_WHAT TO WORK ON_
#1 In the component-model passage, how long might a user take to deploy a software?
#2 From the component-model passage, extract everything from "[0028] In an" down to "a numerical value)", with no changes.
Segment Start: SUPPLIED PASSAGE
Examples of software components include operating systems, data
replication software, data classification and management software,
device drivers, databases, volume managers, file systems,
multipathing software, backup and recovery software, antivirus
software, networking software, data security or protection
software, data search engines, file storage resource management
software, data retention software, system management software,
performance software, end-user application software, and other
software components.
[0026] In addition to component models 210 that simulate hardware
and software components of a storage environment, the component
models may also simulate one or more services, in accordance to an
example embodiment. Generally, a service is an act performed by a
user. Examples of acts by a user include deploying software,
accessing software, and a variety of other acts. In effect, this
component model may be a functional representation of a component
associated with a service rendered by a user. A component model
from component models 210 that simulates a service may be defined
by time. For example, a component model may define that a user may
take fifty five minutes to deploy a software. In another example, a
component model may define that a user may take three minutes to
login an operating system.
[0027] The component models 210 may be created by a user for use
with storage system analytics module 203. For example, component
models 210 may be supplied by the manufacturers of the hardware and
software components. The component models 210 may include
interfaces, code that simulates the components, and rules. The
creation of component models 210 may be based on a set of common
interfaces to create the system model. Generally, an interface
defines a communication boundary between components, such as
hardware components, software components, and service components.
The rules define, for example, standard methods or procedures. For
example, a rule may prohibit one type of hardware component to be
interfaced with another type of hardware component. In another
example, as explained in more detail below, a rule may specify that
component models 210 need particular resources. The rules may also
define the functional relationships between component models
210.
[0028] In an example embodiment, one or more component models 210
may also include an error associated with the component models. The
error may be the accuracy (e.g., as defined by a numerical value)
associated with the simulation of the component. For example, a
component model configured to simulate a NAS device may show that
the NAS device is 90% utilized in simulation. However, in
actuality, the NAS device is 60% utilized. Accordingly, an error of
30% may be associated with the component model. This error may then
be used for correcting the component model during simulation.
[0029] The component models 210 are configured to be plugged into
or stored within library module 208. As explained in more detail
below, with a given storage environment to be modeled, provisioning
manager module 204 may select a portion of component models 210
associated with the storage environment from library module 208.
Provisioning manager module 204 can then compose a system model
from a portion of component models 210 that is configured to
simulate the storage environment. Hypothetical analyzer module 206
may then apply one or more simulated workloads to the system model
to identify or define impacts on the storage environment.
[0030] It should be appreciated that in other example embodiments,
storage system analytics module 203 may include fewer or more
modules apart from those shown in FIG. 2. For example, provisioning
manager module 204 may be integrated with hypothetical analyzer
module 206 to form one module. In another example, provisioning
manager module 204 and hypothetical analyzer module 206 may be
executed on computing device 202 while library module 208 may be
hosted on a separate server.
Segment End: SUPPLIED PASSAGE
Segment Start: RECORDS PROVIDED
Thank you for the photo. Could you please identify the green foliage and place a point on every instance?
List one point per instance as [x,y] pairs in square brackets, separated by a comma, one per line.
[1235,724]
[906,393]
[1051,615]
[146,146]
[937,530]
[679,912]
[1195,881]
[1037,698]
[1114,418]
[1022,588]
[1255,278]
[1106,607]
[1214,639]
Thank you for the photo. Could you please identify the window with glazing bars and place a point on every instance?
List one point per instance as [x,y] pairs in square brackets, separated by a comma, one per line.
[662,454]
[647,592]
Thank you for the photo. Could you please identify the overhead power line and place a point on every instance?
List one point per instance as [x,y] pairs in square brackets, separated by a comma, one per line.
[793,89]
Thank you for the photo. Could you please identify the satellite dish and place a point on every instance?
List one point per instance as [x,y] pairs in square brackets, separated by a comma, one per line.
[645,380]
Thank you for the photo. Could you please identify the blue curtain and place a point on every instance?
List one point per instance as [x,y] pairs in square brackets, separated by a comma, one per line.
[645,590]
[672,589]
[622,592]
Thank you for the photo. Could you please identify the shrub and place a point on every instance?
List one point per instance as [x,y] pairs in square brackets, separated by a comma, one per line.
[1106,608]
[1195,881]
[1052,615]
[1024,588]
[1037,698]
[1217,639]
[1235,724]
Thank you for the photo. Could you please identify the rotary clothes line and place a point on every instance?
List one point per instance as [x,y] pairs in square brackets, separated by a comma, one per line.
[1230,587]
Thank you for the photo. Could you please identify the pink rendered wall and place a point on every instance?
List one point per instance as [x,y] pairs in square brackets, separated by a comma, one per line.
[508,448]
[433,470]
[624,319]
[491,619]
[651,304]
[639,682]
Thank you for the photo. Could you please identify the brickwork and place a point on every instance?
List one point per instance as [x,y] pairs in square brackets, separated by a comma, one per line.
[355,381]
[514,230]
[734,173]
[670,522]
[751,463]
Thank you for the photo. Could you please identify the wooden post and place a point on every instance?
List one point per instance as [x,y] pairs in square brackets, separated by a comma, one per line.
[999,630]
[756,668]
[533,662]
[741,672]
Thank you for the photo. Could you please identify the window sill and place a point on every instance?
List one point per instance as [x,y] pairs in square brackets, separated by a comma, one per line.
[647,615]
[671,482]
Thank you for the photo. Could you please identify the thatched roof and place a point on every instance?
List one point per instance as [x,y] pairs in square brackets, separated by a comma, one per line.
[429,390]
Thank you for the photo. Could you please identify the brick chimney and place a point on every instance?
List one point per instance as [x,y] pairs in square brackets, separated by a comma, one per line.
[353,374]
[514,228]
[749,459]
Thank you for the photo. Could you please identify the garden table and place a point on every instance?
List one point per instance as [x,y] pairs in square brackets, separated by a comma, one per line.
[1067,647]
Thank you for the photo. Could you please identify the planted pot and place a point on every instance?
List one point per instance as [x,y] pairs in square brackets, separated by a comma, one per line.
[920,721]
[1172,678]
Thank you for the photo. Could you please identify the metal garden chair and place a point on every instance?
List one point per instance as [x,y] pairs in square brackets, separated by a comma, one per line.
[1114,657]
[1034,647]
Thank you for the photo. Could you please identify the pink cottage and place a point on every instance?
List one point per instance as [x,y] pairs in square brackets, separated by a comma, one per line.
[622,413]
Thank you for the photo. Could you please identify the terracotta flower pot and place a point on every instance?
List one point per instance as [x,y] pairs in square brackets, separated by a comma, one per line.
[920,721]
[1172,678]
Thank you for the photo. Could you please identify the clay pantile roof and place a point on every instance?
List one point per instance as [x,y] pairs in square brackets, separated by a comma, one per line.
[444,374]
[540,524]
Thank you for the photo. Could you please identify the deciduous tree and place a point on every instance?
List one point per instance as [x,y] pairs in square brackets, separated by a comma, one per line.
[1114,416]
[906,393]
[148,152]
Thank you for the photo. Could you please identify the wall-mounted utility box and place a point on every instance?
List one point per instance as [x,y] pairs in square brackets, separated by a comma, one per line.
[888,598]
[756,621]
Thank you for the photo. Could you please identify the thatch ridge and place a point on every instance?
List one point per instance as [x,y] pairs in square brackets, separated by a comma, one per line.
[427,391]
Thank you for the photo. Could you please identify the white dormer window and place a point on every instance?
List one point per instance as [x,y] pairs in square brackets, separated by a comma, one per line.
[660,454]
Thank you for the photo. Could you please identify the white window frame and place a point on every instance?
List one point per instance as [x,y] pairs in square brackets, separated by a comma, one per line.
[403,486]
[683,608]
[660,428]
Segment End: RECORDS PROVIDED
_SOLUTIONS PER TASK_
#1 Fifty five minutes.

#2
[0028] In an example embodiment, one or more component models 210
may also include an error associated with the component models. The
error may be the accuracy (e.g., as defined by a numerical value)